__Study text__

────────

ELLSWORTH — It’s an emergency and you need help. How long will it take for an ambulance to arrive?
If you’re in Hancock County, likely a little less than 16 minutes, on average, according to data provided to The American by the Maine Emergency Medical Services Department of Public Safety, the licensing agency for emergency responders in the state. The data looked at response times for all of the ambulance services active in Hancock County between roughly July 2019 and July 2020.
That figure is on par with rural response times reported in a 2017 study published by the Journal of the American Medical Association (JAMA) of more than 1.7 million EMS encounters nationwide. Researchers in the study reported that, in rural areas of fewer than 2,500 residents, EMS units averaged more than 14 minutes from the time of a 911 call to arrival on scene. But, they noted, nearly 1 in 10 rural patients waited almost half an hour for an ambulance to arrive, a delay that could have serious consequences.
When patients do have to wait, those longer response times “have been associated with worse outcomes in trauma patients,” note the authors of the study. “In some, albeit rare, emergent conditions (e.g., cardiopulmonary arrest, severe bleeding and airway occlusion), even modest delays can be life-threatening.”
Average response times were cut in half in urban (more than 50,000 residents) and suburban (between 2,500 and 50,000 residents) areas, to between seven and eight minutes. Ellsworth, with roughly 8,000 residents, would fall into the suburban category, although with a total area of nearly 94 square miles, the city is large and portions of it are very rural.
Ambulance response times have been on the mind of city staff and officials in recent months as they wrestled with whether to keep the city’s EMS agency license and have firefighters respond to medical calls. On Monday, city councilors unanimously approved continuing to have Ellsworth firefighters respond to medical calls at the basic, non-transport level.

────────

__Recorded data__
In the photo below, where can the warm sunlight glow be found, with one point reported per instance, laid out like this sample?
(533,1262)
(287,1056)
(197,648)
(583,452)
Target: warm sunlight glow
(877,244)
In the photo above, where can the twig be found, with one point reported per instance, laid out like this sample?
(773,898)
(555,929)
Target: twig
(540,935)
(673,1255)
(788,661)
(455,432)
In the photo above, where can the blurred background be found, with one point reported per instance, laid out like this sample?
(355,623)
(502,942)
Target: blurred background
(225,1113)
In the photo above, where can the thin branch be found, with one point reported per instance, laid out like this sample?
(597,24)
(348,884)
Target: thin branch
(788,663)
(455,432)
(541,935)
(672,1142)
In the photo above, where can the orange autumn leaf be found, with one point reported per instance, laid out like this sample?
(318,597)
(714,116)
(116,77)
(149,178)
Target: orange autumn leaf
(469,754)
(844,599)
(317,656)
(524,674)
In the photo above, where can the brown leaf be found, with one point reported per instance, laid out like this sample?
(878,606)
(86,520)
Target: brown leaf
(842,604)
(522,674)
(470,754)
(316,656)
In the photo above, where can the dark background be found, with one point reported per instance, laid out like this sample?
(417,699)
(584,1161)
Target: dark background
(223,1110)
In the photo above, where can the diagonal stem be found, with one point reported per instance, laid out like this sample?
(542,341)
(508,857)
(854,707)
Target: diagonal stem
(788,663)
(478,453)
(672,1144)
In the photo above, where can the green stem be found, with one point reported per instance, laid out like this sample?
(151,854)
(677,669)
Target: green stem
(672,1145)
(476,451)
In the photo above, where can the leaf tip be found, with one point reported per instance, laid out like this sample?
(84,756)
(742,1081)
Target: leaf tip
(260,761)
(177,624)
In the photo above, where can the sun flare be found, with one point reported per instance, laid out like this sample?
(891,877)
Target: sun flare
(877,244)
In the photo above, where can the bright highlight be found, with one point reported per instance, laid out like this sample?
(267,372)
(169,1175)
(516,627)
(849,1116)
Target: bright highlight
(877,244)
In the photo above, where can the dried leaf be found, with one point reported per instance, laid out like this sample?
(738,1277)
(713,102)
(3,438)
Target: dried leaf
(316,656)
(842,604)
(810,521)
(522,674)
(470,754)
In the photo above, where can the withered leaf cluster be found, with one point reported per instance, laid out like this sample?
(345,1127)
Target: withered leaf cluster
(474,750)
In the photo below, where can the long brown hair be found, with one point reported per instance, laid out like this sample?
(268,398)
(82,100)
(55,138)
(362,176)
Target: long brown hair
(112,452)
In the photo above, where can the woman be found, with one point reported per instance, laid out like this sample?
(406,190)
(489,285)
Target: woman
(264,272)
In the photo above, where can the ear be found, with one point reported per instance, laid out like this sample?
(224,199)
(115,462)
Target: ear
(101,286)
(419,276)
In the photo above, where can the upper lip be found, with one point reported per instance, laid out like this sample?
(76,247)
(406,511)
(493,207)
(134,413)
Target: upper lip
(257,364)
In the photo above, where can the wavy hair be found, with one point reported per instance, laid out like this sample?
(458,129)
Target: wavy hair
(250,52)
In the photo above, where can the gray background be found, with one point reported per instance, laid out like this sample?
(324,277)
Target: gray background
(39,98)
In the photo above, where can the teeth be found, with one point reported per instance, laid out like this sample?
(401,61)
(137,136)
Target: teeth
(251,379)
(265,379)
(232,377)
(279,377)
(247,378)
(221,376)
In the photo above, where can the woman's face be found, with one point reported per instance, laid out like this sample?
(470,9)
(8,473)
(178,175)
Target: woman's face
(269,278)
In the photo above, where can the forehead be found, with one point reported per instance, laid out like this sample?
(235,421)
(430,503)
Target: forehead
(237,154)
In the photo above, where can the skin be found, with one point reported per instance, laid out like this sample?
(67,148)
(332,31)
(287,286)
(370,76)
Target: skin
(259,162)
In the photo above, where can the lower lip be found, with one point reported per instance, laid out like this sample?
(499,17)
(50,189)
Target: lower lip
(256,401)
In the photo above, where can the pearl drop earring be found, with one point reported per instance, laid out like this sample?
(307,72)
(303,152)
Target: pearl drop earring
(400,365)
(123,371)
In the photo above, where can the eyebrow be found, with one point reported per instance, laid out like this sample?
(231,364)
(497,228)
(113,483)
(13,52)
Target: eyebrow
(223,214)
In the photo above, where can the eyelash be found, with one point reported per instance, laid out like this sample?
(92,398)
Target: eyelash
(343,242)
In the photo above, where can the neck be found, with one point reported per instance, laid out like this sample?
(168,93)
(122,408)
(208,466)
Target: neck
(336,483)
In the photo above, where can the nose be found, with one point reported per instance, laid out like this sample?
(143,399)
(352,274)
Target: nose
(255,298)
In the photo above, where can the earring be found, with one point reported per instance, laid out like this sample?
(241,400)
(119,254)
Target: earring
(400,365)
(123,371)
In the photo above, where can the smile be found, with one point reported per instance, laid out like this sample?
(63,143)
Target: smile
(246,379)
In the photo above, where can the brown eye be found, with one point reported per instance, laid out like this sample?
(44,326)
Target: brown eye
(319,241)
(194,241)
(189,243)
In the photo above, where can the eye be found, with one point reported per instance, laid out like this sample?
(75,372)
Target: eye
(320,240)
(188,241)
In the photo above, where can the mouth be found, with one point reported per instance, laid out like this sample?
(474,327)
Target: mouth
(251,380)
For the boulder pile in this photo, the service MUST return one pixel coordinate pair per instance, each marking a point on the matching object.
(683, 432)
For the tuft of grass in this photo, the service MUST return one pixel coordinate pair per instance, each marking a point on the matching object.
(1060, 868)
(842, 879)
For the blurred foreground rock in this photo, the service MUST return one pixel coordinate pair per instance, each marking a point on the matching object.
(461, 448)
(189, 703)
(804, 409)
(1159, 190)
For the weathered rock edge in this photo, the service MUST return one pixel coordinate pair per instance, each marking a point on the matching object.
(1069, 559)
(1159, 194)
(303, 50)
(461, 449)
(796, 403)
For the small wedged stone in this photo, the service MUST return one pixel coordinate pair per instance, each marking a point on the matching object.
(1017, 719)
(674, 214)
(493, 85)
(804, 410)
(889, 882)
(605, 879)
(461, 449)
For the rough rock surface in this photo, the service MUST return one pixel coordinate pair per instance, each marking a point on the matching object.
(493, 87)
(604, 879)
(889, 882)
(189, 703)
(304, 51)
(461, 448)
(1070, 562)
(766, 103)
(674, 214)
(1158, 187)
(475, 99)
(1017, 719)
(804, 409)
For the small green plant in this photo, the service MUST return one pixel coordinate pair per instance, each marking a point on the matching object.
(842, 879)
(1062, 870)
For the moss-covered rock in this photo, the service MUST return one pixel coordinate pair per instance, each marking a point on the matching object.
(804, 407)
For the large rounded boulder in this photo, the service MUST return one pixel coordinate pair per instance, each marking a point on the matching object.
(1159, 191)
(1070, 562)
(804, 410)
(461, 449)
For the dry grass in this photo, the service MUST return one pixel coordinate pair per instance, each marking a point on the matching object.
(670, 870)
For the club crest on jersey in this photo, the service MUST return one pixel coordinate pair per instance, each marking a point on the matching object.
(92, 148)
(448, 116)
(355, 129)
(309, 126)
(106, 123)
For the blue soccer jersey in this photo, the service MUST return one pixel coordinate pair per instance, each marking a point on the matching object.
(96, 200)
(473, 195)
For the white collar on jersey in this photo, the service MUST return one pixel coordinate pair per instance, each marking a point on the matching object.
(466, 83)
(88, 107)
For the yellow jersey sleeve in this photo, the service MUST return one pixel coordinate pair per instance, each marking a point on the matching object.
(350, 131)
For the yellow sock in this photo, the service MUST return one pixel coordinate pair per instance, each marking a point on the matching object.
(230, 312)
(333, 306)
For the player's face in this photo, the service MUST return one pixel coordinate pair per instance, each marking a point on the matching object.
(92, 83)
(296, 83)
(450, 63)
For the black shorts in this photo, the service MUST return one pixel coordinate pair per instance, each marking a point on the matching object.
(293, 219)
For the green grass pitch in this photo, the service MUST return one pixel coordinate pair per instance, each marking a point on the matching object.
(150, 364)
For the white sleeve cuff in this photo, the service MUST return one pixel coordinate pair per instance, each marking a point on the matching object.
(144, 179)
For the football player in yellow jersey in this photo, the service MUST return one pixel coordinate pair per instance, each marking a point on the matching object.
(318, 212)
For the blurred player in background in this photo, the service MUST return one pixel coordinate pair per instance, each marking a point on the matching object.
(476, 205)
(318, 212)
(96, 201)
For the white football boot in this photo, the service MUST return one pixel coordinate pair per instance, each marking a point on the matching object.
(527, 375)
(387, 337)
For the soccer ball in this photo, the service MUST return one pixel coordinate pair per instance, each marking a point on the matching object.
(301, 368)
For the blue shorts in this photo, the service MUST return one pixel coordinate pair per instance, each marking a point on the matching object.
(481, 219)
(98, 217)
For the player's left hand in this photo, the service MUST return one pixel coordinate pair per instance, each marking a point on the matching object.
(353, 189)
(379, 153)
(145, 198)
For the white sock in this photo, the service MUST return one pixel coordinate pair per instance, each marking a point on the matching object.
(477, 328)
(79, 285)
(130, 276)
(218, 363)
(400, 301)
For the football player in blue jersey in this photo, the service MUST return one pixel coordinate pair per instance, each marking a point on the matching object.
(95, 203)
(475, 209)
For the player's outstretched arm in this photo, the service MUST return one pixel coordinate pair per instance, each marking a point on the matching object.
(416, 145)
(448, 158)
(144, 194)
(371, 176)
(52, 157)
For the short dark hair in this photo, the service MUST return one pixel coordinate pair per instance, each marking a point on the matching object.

────────

__Task set__
**a.** In the article on ambulance response times, why could a long wait for an ambulance be dangerous? Answer in one to three sentences.
**b.** Extend the article on ambulance response times by a few paragraphs, beginning after the city councilors' unanimous vote.
Nothing here depends on the entries.

__Answers__
**a.** The study's authors say longer response times have been associated with worse outcomes in trauma patients. In some rare emergent conditions, such as cardiopulmonary arrest, severe bleeding and airway occlusion, even modest delays can be life-threatening.

**b.**
Northern Light Medical Transport, which has housed two ambulances in the Ellsworth Fire Department since 2018, responds to calls in Ellsworth and many surrounding towns. An agreement to house ambulances at City Hall was reached after County Ambulance, which had served the area for more than 40 years, closed abruptly that summer.
While the city has a housing agreement with Northern Light, it does not have a service contract, which allows staff to have an understanding of when crews are out but does not require them to prioritize calls within the city.
That has led some officials to express concerns over response times. Ellsworth Police Chief Glenn Moshier said at a meeting last month that residents are “waiting extended periods of time for an ambulance,” and councilors have publicly discussed two incidents this year in which ambulances in the city were either tied up on other calls or took a long time to arrive on scene.
In June, City Council Chairman Dale Hamilton read a letter from Mariah Curtis, who wrote that her grandmother, Nancy Davis, “bled to death for 40 minutes from a small varicose vein while waiting for an ambulance at 16 Wood St. This was before the perfectly capable Fire Department was being dispatched to medical calls as licensed first responders.”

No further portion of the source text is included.